• EXERCISE TASK: Find every line in the listing below that contains the word "wood". Copy each of those lines.

• MATERIAL PROVIDED:
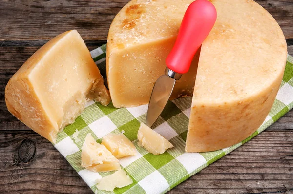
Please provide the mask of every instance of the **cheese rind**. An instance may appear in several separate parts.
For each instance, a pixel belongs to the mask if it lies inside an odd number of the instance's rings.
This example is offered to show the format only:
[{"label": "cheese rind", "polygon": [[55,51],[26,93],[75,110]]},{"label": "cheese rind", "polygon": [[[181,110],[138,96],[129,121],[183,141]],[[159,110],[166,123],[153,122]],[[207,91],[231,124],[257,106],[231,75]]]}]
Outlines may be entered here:
[{"label": "cheese rind", "polygon": [[202,45],[187,152],[228,147],[257,130],[273,103],[286,62],[283,32],[260,5],[245,0],[213,3],[218,16]]},{"label": "cheese rind", "polygon": [[72,30],[50,40],[21,66],[6,85],[5,102],[9,112],[54,143],[88,98],[109,103],[103,80],[83,39]]},{"label": "cheese rind", "polygon": [[97,189],[100,190],[113,191],[117,187],[121,188],[132,184],[133,181],[127,175],[126,172],[121,169],[100,180],[97,180]]},{"label": "cheese rind", "polygon": [[121,169],[119,160],[105,146],[96,142],[90,134],[86,135],[82,147],[81,166],[94,172]]},{"label": "cheese rind", "polygon": [[161,135],[143,123],[141,123],[137,132],[139,146],[143,146],[154,155],[164,153],[167,149],[174,147]]},{"label": "cheese rind", "polygon": [[[192,1],[180,0],[178,6],[176,0],[133,0],[115,17],[107,47],[107,79],[115,106],[148,102]],[[217,12],[215,25],[202,45],[198,64],[194,60],[187,74],[185,85],[178,81],[173,93],[193,93],[187,152],[227,147],[255,131],[273,103],[287,59],[282,30],[261,6],[251,0],[210,1]]]},{"label": "cheese rind", "polygon": [[135,155],[137,154],[134,145],[123,134],[109,134],[103,137],[101,144],[111,152],[116,158]]}]

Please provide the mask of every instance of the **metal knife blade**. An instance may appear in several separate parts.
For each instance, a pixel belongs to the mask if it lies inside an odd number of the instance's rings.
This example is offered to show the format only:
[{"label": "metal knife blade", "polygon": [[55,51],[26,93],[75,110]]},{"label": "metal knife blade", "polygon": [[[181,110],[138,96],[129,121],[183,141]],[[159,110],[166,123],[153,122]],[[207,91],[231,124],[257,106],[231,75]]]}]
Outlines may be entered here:
[{"label": "metal knife blade", "polygon": [[161,115],[170,98],[176,80],[163,75],[155,83],[149,100],[146,124],[151,127]]}]

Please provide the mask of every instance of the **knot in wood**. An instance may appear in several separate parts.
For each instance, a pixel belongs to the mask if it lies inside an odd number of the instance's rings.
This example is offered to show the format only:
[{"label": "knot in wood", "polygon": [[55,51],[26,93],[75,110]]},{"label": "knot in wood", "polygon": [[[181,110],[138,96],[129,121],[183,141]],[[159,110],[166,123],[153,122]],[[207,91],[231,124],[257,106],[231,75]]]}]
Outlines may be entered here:
[{"label": "knot in wood", "polygon": [[27,163],[32,160],[36,153],[35,143],[29,139],[22,141],[18,152],[20,159],[23,162]]}]

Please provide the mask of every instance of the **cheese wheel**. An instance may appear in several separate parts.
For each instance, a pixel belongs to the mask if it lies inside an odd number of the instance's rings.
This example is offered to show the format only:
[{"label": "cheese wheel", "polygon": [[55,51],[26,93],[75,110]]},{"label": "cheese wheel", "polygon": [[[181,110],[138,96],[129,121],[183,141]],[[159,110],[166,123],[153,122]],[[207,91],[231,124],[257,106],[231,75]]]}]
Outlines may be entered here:
[{"label": "cheese wheel", "polygon": [[[189,95],[196,75],[187,152],[224,148],[256,130],[273,103],[287,58],[282,30],[261,6],[251,0],[210,1],[217,19],[202,44],[197,72],[195,59],[174,92]],[[117,14],[107,50],[114,106],[148,102],[192,1],[133,0]]]}]

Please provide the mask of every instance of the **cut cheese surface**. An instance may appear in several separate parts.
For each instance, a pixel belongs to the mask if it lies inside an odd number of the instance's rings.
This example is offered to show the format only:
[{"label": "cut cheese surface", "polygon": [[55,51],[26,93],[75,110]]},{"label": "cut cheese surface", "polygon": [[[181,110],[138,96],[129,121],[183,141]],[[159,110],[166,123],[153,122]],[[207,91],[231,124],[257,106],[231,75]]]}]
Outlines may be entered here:
[{"label": "cut cheese surface", "polygon": [[90,134],[86,135],[82,147],[81,166],[94,172],[121,169],[119,161],[105,146],[96,142]]},{"label": "cut cheese surface", "polygon": [[[183,14],[193,1],[132,0],[115,17],[109,31],[106,57],[114,106],[148,103],[156,80],[164,74],[165,59],[175,43]],[[171,98],[192,95],[198,54],[189,72],[176,82]]]},{"label": "cut cheese surface", "polygon": [[[192,1],[133,0],[115,17],[106,59],[115,106],[148,103]],[[216,23],[172,97],[193,93],[187,152],[229,147],[256,130],[273,103],[287,58],[282,30],[261,6],[251,0],[210,1]]]},{"label": "cut cheese surface", "polygon": [[55,142],[59,130],[74,121],[88,98],[110,102],[103,81],[83,39],[72,30],[48,42],[22,65],[7,83],[5,101],[19,119]]},{"label": "cut cheese surface", "polygon": [[109,134],[103,137],[101,144],[116,158],[135,155],[137,153],[134,145],[123,134]]},{"label": "cut cheese surface", "polygon": [[113,191],[116,187],[126,187],[133,182],[124,170],[121,169],[100,180],[97,180],[97,189],[100,190]]},{"label": "cut cheese surface", "polygon": [[137,132],[139,145],[143,146],[154,155],[164,153],[167,149],[174,147],[161,135],[141,123]]}]

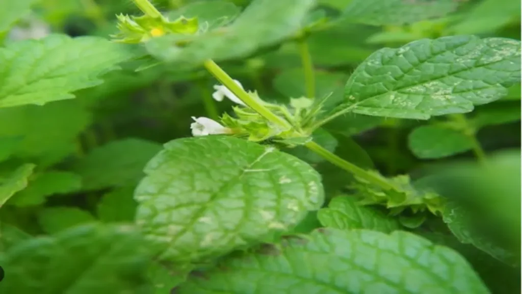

• OUTPUT OF THE EXERCISE:
Please provide the mask of every instance of the **knot in wood**. An instance may appear in several separate parts.
[{"label": "knot in wood", "polygon": [[55,51],[26,93],[75,110]]},{"label": "knot in wood", "polygon": [[[181,110],[138,96],[129,121],[183,141]],[[159,110],[166,123],[153,122]],[[207,91],[231,124],[257,106],[231,75]]]}]
[{"label": "knot in wood", "polygon": [[27,163],[32,160],[36,153],[35,143],[29,139],[22,141],[18,152],[20,159],[23,162]]}]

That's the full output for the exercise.